## WORK TO COMPLETE
Could you return each entry below exactly as written, minus any pictures?
(SUPPLIED MATERIAL Opens)
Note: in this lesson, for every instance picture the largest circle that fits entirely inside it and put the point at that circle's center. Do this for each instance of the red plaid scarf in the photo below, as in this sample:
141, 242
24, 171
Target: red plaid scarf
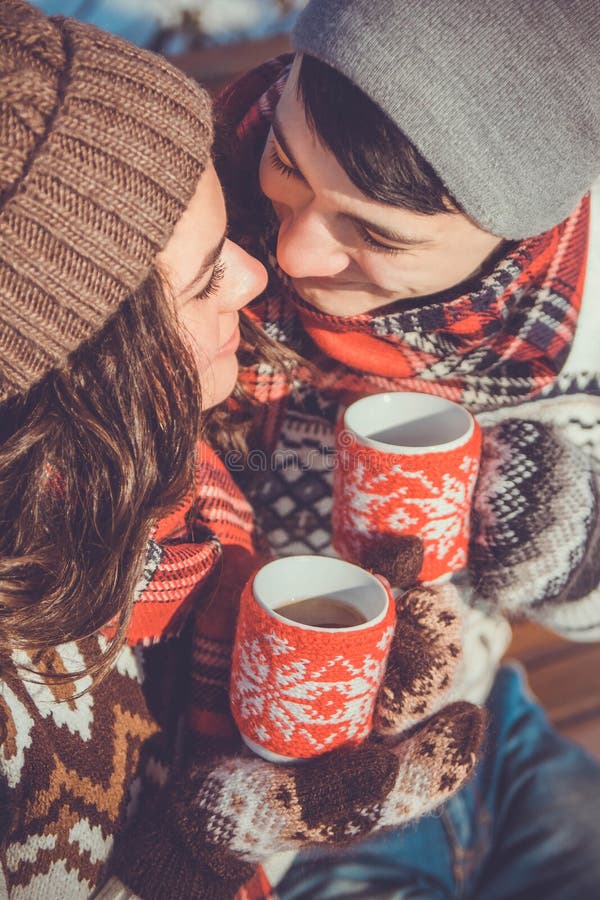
183, 553
498, 343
(SUPPLIED MATERIAL Closes)
## OUTPUT BELOW
Note: in this lesson, for every instance picture the largest circle that fits entirely inside it and put the point at that circle's center. Do this for each instance of the red plaid scarf in the photo below, as in this sample:
141, 242
24, 171
Target: red plaid scarf
183, 553
498, 343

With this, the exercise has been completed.